**Gestellte Aufgabe**
Zitiere aus dem Text zu CyberJunk wortgetreu die Stelle, die mit „Preis: 8,90 €“ beginnt und bis einschließlich „nichts weiter bekannt.“ weitergeht.

**Vorliegender Text**
- - - -

Aktualisiert und wieder aufgelegt, diesmal mit ISBN und somit in jeder Buchhandlung erhältlich!

Titelbild: Emmanuel Henné

 

ISBN 3-936742-38-3

Preis: 8,90 €

Rezension zu CyberJunk von 1997 (damals noch unter dem Titel "Nekrotic" bei Goblin Press erschienen):

Mit NEKROTIC legte die GOBLIN PRESS erneut eine liebevoll aufgemachte Pappschuberedition vor, die es in sich hat. Stefan Pinternagel gehört sicher nicht zu den populären Autoren, doch würde ich ihn schon ein wenig als "Geheimtip" bezeichnen wollen. Auf alle Fälle gehört er zur Gilde der "Neuentdeckungen 1996" auf dem weiten Gebiet der deutschsprachigen Phantastik, von denen in Zukunft noch so einiges zu erwarten ist. Neben einer Story in KOPFGEBURTEN (die aber auch hier abgedruckt wurde) ist mir bis dato nichts weiter bekannt.
NEKROTIC ist zweigeteilt, den Hauptteil macht der Roman "Im Netz. Schließen Sie sich an!" aus; quasi als Beilage bekommt man noch das dünne Heftchen mit Kurzgeschichten mitgeliefert. Dieses ist die Anschaffung sicher nicht wert, gibt aber Einblick in das Schaffen des Autors.

- - - -

**Vorliegende Einträge**
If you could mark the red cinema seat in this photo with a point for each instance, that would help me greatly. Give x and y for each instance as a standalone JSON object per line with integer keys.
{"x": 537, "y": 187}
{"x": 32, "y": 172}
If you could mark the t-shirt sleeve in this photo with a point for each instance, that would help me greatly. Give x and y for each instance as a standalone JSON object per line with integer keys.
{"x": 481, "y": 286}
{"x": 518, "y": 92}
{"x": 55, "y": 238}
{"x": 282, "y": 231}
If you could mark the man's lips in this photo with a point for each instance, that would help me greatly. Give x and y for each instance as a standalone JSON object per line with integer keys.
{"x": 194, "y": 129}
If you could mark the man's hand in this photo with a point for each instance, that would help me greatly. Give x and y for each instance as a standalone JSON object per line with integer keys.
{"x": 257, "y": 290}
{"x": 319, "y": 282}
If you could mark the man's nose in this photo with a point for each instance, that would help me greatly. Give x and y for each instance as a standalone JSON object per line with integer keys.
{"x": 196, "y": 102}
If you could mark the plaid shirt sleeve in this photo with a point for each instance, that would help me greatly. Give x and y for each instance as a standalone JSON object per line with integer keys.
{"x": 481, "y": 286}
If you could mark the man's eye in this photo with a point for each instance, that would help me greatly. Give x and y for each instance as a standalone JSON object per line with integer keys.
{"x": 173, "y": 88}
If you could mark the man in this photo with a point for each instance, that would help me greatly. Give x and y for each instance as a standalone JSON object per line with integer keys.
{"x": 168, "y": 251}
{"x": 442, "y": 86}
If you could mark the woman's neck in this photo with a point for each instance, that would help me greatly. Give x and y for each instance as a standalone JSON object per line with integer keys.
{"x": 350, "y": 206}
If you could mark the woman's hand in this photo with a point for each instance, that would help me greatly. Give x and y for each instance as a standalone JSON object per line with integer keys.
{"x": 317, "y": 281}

- - - -

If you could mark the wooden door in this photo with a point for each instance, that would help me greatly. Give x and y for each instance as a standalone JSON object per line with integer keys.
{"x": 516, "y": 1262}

- - - -

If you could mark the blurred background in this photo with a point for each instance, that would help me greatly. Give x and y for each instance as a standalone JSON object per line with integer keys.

- - - -

**Schriftliche Antwort**
Preis: 8,90 €

Rezension zu CyberJunk von 1997 (damals noch unter dem Titel "Nekrotic" bei Goblin Press erschienen):

Mit NEKROTIC legte die GOBLIN PRESS erneut eine liebevoll aufgemachte Pappschuberedition vor, die es in sich hat. Stefan Pinternagel gehört sicher nicht zu den populären Autoren, doch würde ich ihn schon ein wenig als "Geheimtip" bezeichnen wollen. Auf alle Fälle gehört er zur Gilde der "Neuentdeckungen 1996" auf dem weiten Gebiet der deutschsprachigen Phantastik, von denen in Zukunft noch so einiges zu erwarten ist. Neben einer Story in KOPFGEBURTEN (die aber auch hier abgedruckt wurde) ist mir bis dato nichts weiter bekannt.